Problem:
According to the text below on privacy breaches in 2009, how many records had been breached so far that year?

Text provided:
※

Biggest Privacy Breaches in 2009
Your right to privacy is shrinking, but it’s happening quietly without much publicity. Identity theft steals far more than your privacy. So far in 2009, over 13 million records have been breached! Here are the top privacy breaches this year.
by Angie Porter
Cyberspace is the new Wild West frontier where sophisticated hacking is like having the fastest gun. Man-in-the-middle attacks are common place, while credit card PIN crackers lead the pack of cyber outlaws. Neither SSL websites nor the “smart” grid can be considered safe anymore. Lucifer, AKA a social engineer, may dwell on your friend’s list within instant messengers or social sites. Even if you manage to avoid tweeting your intentions, botnets, or clickjackers, the vast frontier of cyberspace is shrinking in regards to your privacy.
The privacy debacle hall of fame would not be complete without the top breach of the century. This would have to be the privacy piracy conducted by Intelligence Agencies from September 1993 – February 2008. The EFF came out with cyber guns blazing but “to date” has exhausted all administrative remedies with respect to some of the defendants wrongfully withholding requested records. The “whois” makeup is a list of heavy hitters against privacy, including but not limited to this dazzling array of acronyms: CIA, NSA, DHS, DOD, DOJ.

※

Given information:

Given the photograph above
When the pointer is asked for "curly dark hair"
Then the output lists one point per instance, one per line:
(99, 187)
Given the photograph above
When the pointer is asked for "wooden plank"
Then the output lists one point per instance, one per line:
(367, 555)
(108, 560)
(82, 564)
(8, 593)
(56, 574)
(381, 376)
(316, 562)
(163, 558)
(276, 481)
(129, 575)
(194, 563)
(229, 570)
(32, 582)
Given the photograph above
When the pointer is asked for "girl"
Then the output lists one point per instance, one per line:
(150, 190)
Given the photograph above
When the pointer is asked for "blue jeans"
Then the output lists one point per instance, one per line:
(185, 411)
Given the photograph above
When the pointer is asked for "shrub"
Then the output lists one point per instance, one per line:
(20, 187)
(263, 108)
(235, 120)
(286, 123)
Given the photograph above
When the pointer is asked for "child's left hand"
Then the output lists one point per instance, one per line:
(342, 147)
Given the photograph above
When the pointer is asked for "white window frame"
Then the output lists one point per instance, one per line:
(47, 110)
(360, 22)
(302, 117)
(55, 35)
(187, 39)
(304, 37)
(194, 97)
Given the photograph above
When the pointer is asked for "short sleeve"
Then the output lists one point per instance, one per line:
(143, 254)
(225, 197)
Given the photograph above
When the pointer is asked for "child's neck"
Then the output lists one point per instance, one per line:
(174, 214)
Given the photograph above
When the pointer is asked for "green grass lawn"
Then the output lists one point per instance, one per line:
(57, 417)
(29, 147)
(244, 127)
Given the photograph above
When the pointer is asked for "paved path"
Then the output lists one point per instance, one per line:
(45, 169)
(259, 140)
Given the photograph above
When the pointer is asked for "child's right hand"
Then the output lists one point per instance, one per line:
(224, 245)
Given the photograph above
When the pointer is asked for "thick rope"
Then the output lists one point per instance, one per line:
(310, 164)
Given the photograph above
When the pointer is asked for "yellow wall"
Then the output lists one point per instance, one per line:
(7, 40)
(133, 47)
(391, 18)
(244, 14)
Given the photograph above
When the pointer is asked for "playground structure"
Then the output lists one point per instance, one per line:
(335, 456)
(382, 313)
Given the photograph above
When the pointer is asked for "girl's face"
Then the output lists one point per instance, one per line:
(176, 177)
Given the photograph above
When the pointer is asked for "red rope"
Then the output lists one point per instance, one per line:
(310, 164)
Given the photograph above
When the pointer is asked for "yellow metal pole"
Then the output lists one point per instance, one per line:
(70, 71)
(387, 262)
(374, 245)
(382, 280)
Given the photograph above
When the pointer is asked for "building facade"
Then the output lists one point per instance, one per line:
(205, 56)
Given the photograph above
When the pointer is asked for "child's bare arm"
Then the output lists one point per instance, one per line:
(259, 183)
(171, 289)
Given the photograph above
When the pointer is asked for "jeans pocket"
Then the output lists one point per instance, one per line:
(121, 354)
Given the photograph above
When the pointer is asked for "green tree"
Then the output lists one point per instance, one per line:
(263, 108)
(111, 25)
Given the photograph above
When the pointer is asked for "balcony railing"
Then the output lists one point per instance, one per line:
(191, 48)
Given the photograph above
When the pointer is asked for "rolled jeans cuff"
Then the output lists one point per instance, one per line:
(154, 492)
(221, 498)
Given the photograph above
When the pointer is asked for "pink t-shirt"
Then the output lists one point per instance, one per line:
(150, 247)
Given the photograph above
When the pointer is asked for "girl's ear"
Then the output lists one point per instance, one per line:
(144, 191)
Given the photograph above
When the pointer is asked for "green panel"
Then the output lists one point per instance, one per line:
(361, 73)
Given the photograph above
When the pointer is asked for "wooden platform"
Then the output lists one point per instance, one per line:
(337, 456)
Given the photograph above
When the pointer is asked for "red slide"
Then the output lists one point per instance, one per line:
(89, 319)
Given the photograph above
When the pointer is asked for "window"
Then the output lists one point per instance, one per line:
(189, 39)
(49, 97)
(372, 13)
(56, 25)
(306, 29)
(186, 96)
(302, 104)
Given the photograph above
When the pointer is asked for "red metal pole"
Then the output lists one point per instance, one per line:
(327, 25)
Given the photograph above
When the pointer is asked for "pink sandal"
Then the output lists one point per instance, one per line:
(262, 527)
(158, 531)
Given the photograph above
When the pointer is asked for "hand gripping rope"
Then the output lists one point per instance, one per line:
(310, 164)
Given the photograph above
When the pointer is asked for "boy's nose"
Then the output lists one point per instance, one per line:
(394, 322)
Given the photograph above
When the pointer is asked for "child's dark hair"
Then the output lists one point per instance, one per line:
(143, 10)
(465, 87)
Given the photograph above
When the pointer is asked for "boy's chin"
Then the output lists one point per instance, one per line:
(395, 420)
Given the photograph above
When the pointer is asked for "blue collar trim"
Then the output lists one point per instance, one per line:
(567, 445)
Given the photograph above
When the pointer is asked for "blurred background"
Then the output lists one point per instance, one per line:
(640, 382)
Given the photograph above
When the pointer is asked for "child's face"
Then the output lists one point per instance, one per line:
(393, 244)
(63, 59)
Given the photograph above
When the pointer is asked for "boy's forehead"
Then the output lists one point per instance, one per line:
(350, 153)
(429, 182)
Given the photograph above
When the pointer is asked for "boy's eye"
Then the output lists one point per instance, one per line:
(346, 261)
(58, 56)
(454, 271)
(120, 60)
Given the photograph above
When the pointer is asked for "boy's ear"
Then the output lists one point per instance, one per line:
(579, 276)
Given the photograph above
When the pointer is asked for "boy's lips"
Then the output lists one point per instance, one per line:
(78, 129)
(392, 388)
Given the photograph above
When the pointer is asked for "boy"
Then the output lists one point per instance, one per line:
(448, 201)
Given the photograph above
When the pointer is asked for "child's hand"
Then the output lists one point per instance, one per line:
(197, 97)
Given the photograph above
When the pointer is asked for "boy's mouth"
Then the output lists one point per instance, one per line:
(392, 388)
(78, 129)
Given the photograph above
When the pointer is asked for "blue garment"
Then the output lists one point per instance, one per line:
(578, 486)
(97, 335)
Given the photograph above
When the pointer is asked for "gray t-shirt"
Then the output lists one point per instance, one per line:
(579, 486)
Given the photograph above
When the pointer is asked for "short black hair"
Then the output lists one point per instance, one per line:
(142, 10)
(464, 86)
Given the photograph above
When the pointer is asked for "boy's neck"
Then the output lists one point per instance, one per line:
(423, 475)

※

Output:
Over 13 million records.